• [Extract to read]:
►

This function creates a separate context for each workgroup to avoid contention on the
default context, allowing parallel execution across multiple streams.

ROCSHMEM_FCOLLECT
-----------------

.. cpp:function:: __device__ void rocshmem_ctx_TYPENAME_fcollect_wg(rocshmem_ctx_t ctx, rocshmem_team_t team, TYPE *dest, const TYPE *source, int nelems)

  :param ctx:    Context with which to perform this collective.
  :param team:   The team participating in the collective.
  :param dest:   Destination address. Must be an address on the
                 symmetric heap.
  :param source: Source address. Must be an address on the symmetric
                 heap.
  :param nelems: Number of data blocks transferred per pair of PEs.
  :returns:      None.

**Description:**
This routine concatenates blocks of data from multiple PEs to an array in every
PE participating in the collective routine.

ROCSHMEM_REDUCTION
------------------
.. cpp:function:: __device__ int rocshmem_ctx_TYPENAME_OPNAME_reduce_wg(rocshmem_ctx_t ctx, rocshmem_team_t team, TYPE *dest, const TYPE *source, int nreduce)

  :param ctx:     Context with which to perform this collective.
  :param team:    The team participating in the collective.
  :param dest:    Destination address. Must be an address on the
                  symmetric heap.
  :param source:  Source address. Must be an address on the symmetric
                  heap.
  :param nreduce: Number of data blocks transferred per pair of PEs.
  :returns:       Zero on successful local completion. Nonzero otherwise.


**Description:**
This routine  performs an allreduce operation across PEs in the team.

Valid ``TYPENAME``, ``TYPE``, and ``OPNAME`` values are listed in :ref:`REDUCE_TYPES`.

◄

• [Instruction a]:
Format the records as a JSON list of strings, one string per line and with blank lines omitted, beginning at the line that contains "indicate the green" and ending with the last line of the records.
The text above has no connection to the records that follow it.

• [Records for this exercise]:
►

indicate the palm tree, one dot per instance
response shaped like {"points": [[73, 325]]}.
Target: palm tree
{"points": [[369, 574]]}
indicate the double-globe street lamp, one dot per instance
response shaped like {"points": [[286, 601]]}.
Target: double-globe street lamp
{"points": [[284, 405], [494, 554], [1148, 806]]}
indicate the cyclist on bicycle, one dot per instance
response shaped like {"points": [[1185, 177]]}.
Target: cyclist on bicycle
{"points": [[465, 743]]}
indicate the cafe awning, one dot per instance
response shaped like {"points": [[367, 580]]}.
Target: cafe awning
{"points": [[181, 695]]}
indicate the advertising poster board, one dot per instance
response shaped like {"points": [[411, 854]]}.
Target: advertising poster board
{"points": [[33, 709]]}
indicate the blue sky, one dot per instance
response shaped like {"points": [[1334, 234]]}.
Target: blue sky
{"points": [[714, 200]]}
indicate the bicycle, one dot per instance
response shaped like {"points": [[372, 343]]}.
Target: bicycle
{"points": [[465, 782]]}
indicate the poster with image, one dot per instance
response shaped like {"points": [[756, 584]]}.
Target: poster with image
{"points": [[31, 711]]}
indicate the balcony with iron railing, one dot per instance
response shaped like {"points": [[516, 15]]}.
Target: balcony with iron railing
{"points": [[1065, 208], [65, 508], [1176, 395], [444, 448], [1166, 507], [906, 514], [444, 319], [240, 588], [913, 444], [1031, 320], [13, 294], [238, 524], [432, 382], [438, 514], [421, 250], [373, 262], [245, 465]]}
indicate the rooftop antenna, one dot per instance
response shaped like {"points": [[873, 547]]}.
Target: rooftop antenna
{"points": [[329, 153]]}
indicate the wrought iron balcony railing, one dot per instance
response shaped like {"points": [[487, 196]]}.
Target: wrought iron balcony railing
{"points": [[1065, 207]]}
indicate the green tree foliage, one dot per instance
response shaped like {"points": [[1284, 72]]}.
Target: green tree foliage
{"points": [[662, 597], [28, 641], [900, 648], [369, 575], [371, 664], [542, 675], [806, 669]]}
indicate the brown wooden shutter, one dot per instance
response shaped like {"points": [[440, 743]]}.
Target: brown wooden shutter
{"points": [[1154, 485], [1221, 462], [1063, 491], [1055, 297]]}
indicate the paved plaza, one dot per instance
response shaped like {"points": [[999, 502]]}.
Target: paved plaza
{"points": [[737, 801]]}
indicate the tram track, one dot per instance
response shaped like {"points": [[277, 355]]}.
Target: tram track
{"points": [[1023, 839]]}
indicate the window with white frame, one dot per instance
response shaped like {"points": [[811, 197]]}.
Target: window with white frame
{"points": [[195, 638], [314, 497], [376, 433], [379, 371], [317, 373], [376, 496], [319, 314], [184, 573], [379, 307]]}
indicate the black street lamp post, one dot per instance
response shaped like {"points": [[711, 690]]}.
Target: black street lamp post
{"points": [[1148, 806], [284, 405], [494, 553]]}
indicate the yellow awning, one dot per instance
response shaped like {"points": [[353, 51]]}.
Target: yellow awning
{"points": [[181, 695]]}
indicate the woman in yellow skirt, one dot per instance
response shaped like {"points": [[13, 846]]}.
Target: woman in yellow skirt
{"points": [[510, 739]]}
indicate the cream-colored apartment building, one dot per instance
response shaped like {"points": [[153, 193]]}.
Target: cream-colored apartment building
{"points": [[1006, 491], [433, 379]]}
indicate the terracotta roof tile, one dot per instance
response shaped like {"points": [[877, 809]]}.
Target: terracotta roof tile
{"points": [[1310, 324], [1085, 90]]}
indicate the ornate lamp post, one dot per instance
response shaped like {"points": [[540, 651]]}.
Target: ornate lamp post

◄

• [Instruction b]:
Summarize the documentation excerpt in two sentences.

• [Full solution a]:
[
  "indicate the green tree foliage, one dot per instance",
  "response shaped like {\"points\": [[1284, 72]]}.",
  "Target: green tree foliage",
  "{\"points\": [[662, 597], [28, 641], [900, 648], [369, 575], [371, 664], [542, 675], [806, 669]]}",
  "indicate the brown wooden shutter, one dot per instance",
  "response shaped like {\"points\": [[440, 743]]}.",
  "Target: brown wooden shutter",
  "{\"points\": [[1154, 485], [1221, 462], [1063, 491], [1055, 297]]}",
  "indicate the paved plaza, one dot per instance",
  "response shaped like {\"points\": [[999, 502]]}.",
  "Target: paved plaza",
  "{\"points\": [[737, 801]]}",
  "indicate the tram track, one dot per instance",
  "response shaped like {\"points\": [[277, 355]]}.",
  "Target: tram track",
  "{\"points\": [[1023, 839]]}",
  "indicate the window with white frame, one dot per instance",
  "response shaped like {\"points\": [[811, 197]]}.",
  "Target: window with white frame",
  "{\"points\": [[195, 638], [314, 497], [376, 433], [379, 371], [317, 373], [376, 496], [319, 314], [184, 573], [379, 307]]}",
  "indicate the black street lamp post, one dot per instance",
  "response shaped like {\"points\": [[711, 690]]}.",
  "Target: black street lamp post",
  "{\"points\": [[1148, 806], [284, 405], [494, 553]]}",
  "indicate the yellow awning, one dot per instance",
  "response shaped like {\"points\": [[353, 51]]}.",
  "Target: yellow awning",
  "{\"points\": [[181, 695]]}",
  "indicate the woman in yellow skirt, one dot per instance",
  "response shaped like {\"points\": [[13, 846]]}.",
  "Target: woman in yellow skirt",
  "{\"points\": [[510, 739]]}",
  "indicate the cream-colored apartment building, one dot per instance",
  "response shaped like {\"points\": [[153, 193]]}.",
  "Target: cream-colored apartment building",
  "{\"points\": [[1006, 491], [433, 379]]}",
  "indicate the terracotta roof tile, one dot per instance",
  "response shaped like {\"points\": [[877, 809]]}.",
  "Target: terracotta roof tile",
  "{\"points\": [[1310, 324], [1085, 90]]}",
  "indicate the ornate lamp post, one dot per instance",
  "response shaped like {\"points\": [[540, 651]]}.",
  "Target: ornate lamp post"
]

• [Full solution b]:
The excerpt documents a work-group fcollect routine that concatenates blocks of data from multiple PEs into an array on every participating PE, with destination and source addresses required to lie on the symmetric heap. It also documents a work-group reduction routine that performs an allreduce operation across the PEs in a team, returning zero on successful local completion and nonzero otherwise.